▶ **Challenge 1**:
In the seed-starting thread, why does the person planting kale and spinach plan to use peat pellets? Answer in one to three sentences.
▶ **Challenge 2**:
From the seed-starting thread, what passage runs starting at "Are you starting any autumn" and ending at "more. What about you?"? Copy it verbatim.

▶ **Text shown**:
************

Are you starting any autumn seeds yet?

grant_in_arizona(USDA Z9 Scottsdale AZ)September 3, 2009

Hi everyone,

Every single week of the year I've got some seeds newly planted indoors or out, but I'm starting to shift my focus to autumn plants right now. Are you? I'm starting some fun petunia seed from a really neat mutant plant I found at a planting near work (sort of tie-dyed, splattered blooms), plus some heirloom petunia seed as well, violas (I know, I can just buy them in a bit, but I like doing some from seed, especially types not available as plants usually), plus a few other things. I'm also starting some lettuce and Swiss chard seeds (indoors) for winter greens.

What about you? Are you starting any seeds with autumn or winter in mind?

Besides the above, I've got a lot of aloe seedlings, cacti seedlings, amaryllis seedlings (Hippeastrum), Caesalpinia seedlings, and more. What about you?

Take care and happy seed starting!


Thank you for reporting this comment. Undo

I'm going to be planting veggies like kale and spinach. I'll be using those peat pellets so I can get them big enough to withstand a few quail bites.

    Bookmark   September 3, 2009 at 4:37PM
Thank you for reporting this comment. Undo

I have shown great self control so far...
I have been preparing my raised beds/repairing soaker hoses
truning compost piles...My "let me loose at Bakers Day" is slotted for sept 12th!!! they will have a great selection of still healthy veggies. oohhh can't wait!!!

    Bookmark   September 3, 2009 at 7:30PM
Thank you for reporting this comment. Undo
grant_in_arizona(USDA Z9 Scottsdale AZ)

************

▶ **Data excerpt**:
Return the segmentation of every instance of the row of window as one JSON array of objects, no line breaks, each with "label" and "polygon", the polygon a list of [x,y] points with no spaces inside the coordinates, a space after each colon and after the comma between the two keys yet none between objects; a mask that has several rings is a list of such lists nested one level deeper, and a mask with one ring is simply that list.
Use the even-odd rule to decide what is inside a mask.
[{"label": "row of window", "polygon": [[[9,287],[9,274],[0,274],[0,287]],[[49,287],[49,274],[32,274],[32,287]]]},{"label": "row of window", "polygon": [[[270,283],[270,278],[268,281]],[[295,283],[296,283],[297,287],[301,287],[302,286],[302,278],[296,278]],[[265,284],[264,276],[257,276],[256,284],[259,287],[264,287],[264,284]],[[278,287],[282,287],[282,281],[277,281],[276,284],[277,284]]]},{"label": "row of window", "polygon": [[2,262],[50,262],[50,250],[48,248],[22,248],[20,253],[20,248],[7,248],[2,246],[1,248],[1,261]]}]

************

▶ **Task response 1**:
The poster plans to use peat pellets to get the kale and spinach seedlings big enough to withstand a few quail bites.

▶ **Task response 2**:
Are you starting any autumn seeds yet?

grant_in_arizona(USDA Z9 Scottsdale AZ)September 3, 2009

Hi everyone,

Every single week of the year I've got some seeds newly planted indoors or out, but I'm starting to shift my focus to autumn plants right now. Are you? I'm starting some fun petunia seed from a really neat mutant plant I found at a planting near work (sort of tie-dyed, splattered blooms), plus some heirloom petunia seed as well, violas (I know, I can just buy them in a bit, but I like doing some from seed, especially types not available as plants usually), plus a few other things. I'm also starting some lettuce and Swiss chard seeds (indoors) for winter greens.

What about you? Are you starting any seeds with autumn or winter in mind?

Besides the above, I've got a lot of aloe seedlings, cacti seedlings, amaryllis seedlings (Hippeastrum), Caesalpinia seedlings, and more. What about you?